◆ Dataset extract ◆
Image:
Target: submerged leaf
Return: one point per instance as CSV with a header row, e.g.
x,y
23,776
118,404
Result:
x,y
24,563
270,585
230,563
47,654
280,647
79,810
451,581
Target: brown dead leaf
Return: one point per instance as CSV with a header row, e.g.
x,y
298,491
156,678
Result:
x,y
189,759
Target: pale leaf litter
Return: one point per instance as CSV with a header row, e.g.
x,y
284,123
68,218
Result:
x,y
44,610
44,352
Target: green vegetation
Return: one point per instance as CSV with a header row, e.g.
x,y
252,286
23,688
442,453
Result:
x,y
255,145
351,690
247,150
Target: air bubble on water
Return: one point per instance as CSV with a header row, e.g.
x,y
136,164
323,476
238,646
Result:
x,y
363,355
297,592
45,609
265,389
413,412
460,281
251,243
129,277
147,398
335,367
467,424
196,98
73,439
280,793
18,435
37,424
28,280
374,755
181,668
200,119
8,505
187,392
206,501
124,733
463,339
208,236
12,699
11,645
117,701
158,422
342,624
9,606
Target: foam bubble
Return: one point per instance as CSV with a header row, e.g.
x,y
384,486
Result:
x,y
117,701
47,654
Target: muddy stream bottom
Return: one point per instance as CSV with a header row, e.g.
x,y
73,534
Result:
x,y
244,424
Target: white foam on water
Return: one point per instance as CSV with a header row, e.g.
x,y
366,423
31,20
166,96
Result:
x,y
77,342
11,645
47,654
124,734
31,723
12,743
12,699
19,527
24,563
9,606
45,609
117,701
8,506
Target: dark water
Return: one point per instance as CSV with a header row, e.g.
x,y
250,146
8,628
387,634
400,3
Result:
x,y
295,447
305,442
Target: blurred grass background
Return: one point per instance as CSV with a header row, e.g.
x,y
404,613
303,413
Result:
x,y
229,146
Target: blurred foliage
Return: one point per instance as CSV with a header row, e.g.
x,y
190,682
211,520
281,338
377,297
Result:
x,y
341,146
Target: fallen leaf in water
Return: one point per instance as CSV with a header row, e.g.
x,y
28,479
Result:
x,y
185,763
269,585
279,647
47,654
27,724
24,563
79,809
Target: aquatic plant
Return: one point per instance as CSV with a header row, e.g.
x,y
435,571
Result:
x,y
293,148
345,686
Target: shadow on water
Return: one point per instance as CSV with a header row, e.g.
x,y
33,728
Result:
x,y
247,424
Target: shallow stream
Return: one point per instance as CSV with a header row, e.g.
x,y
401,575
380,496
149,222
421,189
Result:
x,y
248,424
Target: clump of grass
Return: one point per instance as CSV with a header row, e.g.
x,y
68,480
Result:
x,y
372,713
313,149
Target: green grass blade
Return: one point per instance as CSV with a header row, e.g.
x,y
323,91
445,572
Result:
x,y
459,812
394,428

◆ The exercise ◆
Arrange every line of the entries above as a Markdown table with the columns Row and Text, numbering the lines in order and omitting blank lines.

◆ Solution for this problem ◆
| Row | Text |
|---|---|
| 1 | Image: |
| 2 | Target: submerged leaf |
| 3 | Return: one point per instance as CSV with a header row, e.g. |
| 4 | x,y |
| 5 | 23,776 |
| 6 | 118,404 |
| 7 | Result: |
| 8 | x,y |
| 9 | 24,563 |
| 10 | 270,585 |
| 11 | 230,563 |
| 12 | 47,654 |
| 13 | 280,647 |
| 14 | 79,810 |
| 15 | 451,581 |
| 16 | Target: brown dead leaf |
| 17 | Return: one point per instance as CSV with a header row, e.g. |
| 18 | x,y |
| 19 | 298,491 |
| 20 | 156,678 |
| 21 | Result: |
| 22 | x,y |
| 23 | 189,759 |
| 24 | Target: pale leaf litter |
| 25 | Return: one point per instance as CSV with a header row, e.g. |
| 26 | x,y |
| 27 | 284,123 |
| 28 | 68,218 |
| 29 | Result: |
| 30 | x,y |
| 31 | 44,610 |
| 32 | 44,352 |
| 33 | Target: green vegetation |
| 34 | Return: one point per instance as CSV with a header row, e.g. |
| 35 | x,y |
| 36 | 252,286 |
| 37 | 23,688 |
| 38 | 442,453 |
| 39 | Result: |
| 40 | x,y |
| 41 | 255,145 |
| 42 | 351,690 |
| 43 | 247,150 |
| 44 | Target: air bubble on water |
| 45 | Return: one point per instance as CSV with a header row, e.g. |
| 46 | x,y |
| 47 | 136,164 |
| 48 | 323,476 |
| 49 | 238,646 |
| 50 | Result: |
| 51 | x,y |
| 52 | 363,355 |
| 53 | 297,592 |
| 54 | 45,609 |
| 55 | 265,389 |
| 56 | 413,412 |
| 57 | 460,281 |
| 58 | 251,243 |
| 59 | 129,277 |
| 60 | 147,398 |
| 61 | 335,367 |
| 62 | 467,424 |
| 63 | 196,98 |
| 64 | 73,439 |
| 65 | 280,793 |
| 66 | 18,435 |
| 67 | 37,424 |
| 68 | 28,280 |
| 69 | 374,755 |
| 70 | 181,668 |
| 71 | 200,119 |
| 72 | 8,505 |
| 73 | 187,392 |
| 74 | 206,501 |
| 75 | 124,733 |
| 76 | 463,339 |
| 77 | 208,236 |
| 78 | 12,699 |
| 79 | 11,645 |
| 80 | 117,701 |
| 81 | 158,422 |
| 82 | 342,624 |
| 83 | 9,606 |
| 84 | Target: foam bubble |
| 85 | Return: one point per instance as CSV with a header row, e.g. |
| 86 | x,y |
| 87 | 384,486 |
| 88 | Result: |
| 89 | x,y |
| 90 | 117,701 |
| 91 | 47,654 |
| 92 | Target: muddy stream bottom |
| 93 | Return: one point per instance as CSV with a header row, e.g. |
| 94 | x,y |
| 95 | 73,534 |
| 96 | Result: |
| 97 | x,y |
| 98 | 244,424 |
| 99 | Target: white foam on water |
| 100 | Return: one point per instance as CSV with a header row, e.g. |
| 101 | x,y |
| 102 | 366,423 |
| 103 | 31,20 |
| 104 | 166,96 |
| 105 | Result: |
| 106 | x,y |
| 107 | 77,342 |
| 108 | 11,645 |
| 109 | 47,654 |
| 110 | 124,734 |
| 111 | 31,723 |
| 112 | 12,743 |
| 113 | 12,699 |
| 114 | 19,527 |
| 115 | 24,563 |
| 116 | 9,606 |
| 117 | 45,609 |
| 118 | 117,701 |
| 119 | 8,506 |
| 120 | Target: dark water |
| 121 | Return: one point per instance as CSV with a header row, e.g. |
| 122 | x,y |
| 123 | 250,146 |
| 124 | 8,628 |
| 125 | 387,634 |
| 126 | 400,3 |
| 127 | Result: |
| 128 | x,y |
| 129 | 295,447 |
| 130 | 305,442 |
| 131 | Target: blurred grass background |
| 132 | Return: one point per instance as CSV with a header row, e.g. |
| 133 | x,y |
| 134 | 404,613 |
| 135 | 303,413 |
| 136 | Result: |
| 137 | x,y |
| 138 | 229,146 |
| 139 | Target: blurred foliage |
| 140 | Return: one point per instance as CSV with a header row, e.g. |
| 141 | x,y |
| 142 | 190,682 |
| 143 | 211,520 |
| 144 | 281,338 |
| 145 | 377,297 |
| 146 | Result: |
| 147 | x,y |
| 148 | 341,146 |
| 149 | Target: fallen leaf in water |
| 150 | Return: one point per instance as CSV with a header row, e.g. |
| 151 | x,y |
| 152 | 28,479 |
| 153 | Result: |
| 154 | x,y |
| 155 | 185,763 |
| 156 | 269,585 |
| 157 | 279,647 |
| 158 | 47,654 |
| 159 | 27,724 |
| 160 | 24,563 |
| 161 | 79,809 |
| 162 | Target: aquatic plant |
| 163 | Return: one point per instance as CSV with a header row, e.g. |
| 164 | x,y |
| 165 | 435,571 |
| 166 | Result: |
| 167 | x,y |
| 168 | 293,148 |
| 169 | 345,686 |
| 170 | Target: shadow on water |
| 171 | Return: one point per instance as CSV with a header row, e.g. |
| 172 | x,y |
| 173 | 33,728 |
| 174 | Result: |
| 175 | x,y |
| 176 | 247,424 |
| 177 | Target: shallow stream |
| 178 | Return: one point per instance as CSV with a header row, e.g. |
| 179 | x,y |
| 180 | 401,575 |
| 181 | 380,496 |
| 182 | 149,222 |
| 183 | 421,189 |
| 184 | Result: |
| 185 | x,y |
| 186 | 248,424 |
| 187 | Target: clump of grass |
| 188 | Return: one point per instance as CSV with a header row, e.g. |
| 189 | x,y |
| 190 | 68,480 |
| 191 | Result: |
| 192 | x,y |
| 193 | 372,713 |
| 194 | 313,149 |
| 195 | Target: green grass blade |
| 196 | Return: one point per instance as CSV with a header row, e.g. |
| 197 | x,y |
| 198 | 323,91 |
| 199 | 445,572 |
| 200 | Result: |
| 201 | x,y |
| 202 | 459,812 |
| 203 | 394,428 |